- Given instruction: Write each line exactly as it stands, from the line containing "Point to the propeller" through the end of the data.

- Object pointing dataset rows:
'''

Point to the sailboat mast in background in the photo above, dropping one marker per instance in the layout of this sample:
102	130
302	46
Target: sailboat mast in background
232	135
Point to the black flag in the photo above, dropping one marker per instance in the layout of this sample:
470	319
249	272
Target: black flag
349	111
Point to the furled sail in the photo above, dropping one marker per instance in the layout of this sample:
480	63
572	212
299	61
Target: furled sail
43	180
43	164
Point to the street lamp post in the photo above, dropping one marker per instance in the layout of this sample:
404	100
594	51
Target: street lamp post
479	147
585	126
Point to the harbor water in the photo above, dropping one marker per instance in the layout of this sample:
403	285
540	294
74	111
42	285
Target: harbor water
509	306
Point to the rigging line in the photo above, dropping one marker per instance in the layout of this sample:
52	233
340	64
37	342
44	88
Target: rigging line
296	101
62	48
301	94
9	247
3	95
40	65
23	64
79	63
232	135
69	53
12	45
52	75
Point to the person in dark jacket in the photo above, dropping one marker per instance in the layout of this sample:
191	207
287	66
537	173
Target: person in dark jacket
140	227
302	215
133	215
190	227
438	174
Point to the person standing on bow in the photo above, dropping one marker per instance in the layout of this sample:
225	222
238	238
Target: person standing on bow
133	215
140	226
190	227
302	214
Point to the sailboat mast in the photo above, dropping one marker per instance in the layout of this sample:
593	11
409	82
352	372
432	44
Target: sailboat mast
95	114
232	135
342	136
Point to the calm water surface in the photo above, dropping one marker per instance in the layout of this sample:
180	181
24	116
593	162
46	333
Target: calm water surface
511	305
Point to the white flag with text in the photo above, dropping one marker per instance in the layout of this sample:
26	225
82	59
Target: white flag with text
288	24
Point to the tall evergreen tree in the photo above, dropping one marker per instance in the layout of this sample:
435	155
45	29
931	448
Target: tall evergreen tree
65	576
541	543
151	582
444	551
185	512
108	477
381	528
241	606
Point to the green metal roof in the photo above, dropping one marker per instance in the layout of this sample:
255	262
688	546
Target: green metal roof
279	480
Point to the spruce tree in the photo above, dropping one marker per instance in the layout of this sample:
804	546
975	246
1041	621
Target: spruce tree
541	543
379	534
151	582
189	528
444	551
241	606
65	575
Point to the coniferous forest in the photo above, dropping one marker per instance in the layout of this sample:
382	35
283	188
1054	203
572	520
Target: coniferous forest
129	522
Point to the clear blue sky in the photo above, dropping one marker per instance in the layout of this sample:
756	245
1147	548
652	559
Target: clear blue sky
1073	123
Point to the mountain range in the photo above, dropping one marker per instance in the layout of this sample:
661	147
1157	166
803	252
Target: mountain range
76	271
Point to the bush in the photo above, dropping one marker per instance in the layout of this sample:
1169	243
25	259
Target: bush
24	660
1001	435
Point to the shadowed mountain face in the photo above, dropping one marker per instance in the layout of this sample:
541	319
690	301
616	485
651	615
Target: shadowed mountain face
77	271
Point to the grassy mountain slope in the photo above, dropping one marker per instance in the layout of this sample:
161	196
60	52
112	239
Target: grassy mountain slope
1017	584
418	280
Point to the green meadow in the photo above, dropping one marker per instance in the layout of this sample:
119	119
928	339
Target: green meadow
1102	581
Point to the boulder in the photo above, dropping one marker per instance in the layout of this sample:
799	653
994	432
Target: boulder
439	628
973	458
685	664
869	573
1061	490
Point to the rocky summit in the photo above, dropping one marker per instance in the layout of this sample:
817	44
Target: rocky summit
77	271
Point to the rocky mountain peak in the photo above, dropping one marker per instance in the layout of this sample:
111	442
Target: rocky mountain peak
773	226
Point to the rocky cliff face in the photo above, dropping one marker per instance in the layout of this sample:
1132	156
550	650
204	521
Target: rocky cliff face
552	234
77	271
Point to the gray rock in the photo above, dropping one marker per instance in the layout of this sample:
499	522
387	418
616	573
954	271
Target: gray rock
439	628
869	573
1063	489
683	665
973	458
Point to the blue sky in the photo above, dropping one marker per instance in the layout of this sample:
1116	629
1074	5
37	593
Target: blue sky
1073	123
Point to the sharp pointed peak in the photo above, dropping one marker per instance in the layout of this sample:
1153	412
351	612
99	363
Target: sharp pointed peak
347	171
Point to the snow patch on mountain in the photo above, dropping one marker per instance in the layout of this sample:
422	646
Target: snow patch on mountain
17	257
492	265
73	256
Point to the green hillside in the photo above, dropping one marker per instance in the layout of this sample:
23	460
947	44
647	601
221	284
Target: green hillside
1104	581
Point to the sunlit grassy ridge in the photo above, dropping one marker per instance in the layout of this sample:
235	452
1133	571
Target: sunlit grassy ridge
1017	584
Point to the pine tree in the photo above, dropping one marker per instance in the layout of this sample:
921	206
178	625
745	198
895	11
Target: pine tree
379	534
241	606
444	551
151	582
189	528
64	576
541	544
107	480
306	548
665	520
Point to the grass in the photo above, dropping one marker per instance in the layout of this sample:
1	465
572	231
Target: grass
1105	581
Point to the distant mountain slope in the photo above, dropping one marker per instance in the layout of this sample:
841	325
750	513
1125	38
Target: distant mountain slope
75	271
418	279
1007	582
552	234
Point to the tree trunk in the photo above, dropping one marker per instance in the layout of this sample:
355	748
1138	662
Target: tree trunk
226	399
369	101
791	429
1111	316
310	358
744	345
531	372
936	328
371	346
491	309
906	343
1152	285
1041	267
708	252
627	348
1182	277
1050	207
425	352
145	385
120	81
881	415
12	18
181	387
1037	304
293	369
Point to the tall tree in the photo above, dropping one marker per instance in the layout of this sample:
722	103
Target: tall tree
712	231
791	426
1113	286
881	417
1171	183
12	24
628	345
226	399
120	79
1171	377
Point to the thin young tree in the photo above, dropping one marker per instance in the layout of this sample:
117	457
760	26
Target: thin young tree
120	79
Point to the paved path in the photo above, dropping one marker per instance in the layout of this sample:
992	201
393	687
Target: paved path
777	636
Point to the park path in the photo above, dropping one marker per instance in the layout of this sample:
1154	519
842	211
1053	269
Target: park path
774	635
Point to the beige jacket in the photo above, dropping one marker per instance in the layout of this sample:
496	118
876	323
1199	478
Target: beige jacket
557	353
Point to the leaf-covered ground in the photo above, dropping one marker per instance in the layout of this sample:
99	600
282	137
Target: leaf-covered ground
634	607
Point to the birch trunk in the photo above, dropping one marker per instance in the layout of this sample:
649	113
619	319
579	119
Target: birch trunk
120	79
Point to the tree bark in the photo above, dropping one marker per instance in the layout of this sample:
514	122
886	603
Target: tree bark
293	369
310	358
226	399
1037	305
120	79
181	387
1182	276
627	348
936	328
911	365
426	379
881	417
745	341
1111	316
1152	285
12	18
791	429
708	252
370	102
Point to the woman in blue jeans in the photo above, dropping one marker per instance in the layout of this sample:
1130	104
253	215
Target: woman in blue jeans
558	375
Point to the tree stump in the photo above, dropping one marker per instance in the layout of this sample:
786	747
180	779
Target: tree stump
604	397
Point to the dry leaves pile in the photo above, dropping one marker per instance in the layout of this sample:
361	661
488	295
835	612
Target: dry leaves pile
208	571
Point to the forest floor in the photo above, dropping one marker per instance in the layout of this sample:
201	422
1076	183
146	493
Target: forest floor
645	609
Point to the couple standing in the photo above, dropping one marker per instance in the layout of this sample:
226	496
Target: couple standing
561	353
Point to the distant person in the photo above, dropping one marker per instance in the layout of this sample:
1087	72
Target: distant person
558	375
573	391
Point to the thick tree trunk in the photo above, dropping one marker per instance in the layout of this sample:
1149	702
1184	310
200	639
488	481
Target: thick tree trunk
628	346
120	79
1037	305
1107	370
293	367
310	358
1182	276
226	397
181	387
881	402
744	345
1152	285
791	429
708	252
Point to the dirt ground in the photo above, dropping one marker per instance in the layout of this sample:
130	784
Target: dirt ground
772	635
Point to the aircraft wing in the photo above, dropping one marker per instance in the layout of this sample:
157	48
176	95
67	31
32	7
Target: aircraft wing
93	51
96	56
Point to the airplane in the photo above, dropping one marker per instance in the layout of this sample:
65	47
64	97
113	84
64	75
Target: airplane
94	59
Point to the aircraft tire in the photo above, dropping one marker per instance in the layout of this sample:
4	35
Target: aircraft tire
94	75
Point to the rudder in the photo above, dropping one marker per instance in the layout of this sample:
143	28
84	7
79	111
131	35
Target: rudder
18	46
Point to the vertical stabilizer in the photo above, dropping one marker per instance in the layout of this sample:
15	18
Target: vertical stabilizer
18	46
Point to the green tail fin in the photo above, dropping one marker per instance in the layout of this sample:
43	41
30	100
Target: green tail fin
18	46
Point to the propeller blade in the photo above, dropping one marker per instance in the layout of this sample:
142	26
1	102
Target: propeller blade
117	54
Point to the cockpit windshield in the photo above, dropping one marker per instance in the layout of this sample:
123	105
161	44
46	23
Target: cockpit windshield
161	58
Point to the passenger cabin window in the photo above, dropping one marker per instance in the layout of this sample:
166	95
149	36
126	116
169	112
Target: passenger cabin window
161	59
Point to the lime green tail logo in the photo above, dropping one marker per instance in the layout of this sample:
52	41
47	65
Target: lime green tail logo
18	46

'''

- The reply:
Point to the propeller blade in the photo above, dropping one marker per instance in the layout of this sample:
142	26
1	102
Target: propeller blade
117	54
Point to the cockpit windshield in the photo above, dropping one marker per instance in the layout of this sample:
123	105
161	44
46	23
Target: cockpit windshield
161	58
Point to the passenger cabin window in the photo above, dropping one marker per instance in the layout of this sample:
166	95
149	36
126	116
169	112
Target: passenger cabin window
161	59
Point to the lime green tail logo in the photo above, dropping one marker per instance in the layout of this sample:
52	41
47	65
Target: lime green tail logo
18	46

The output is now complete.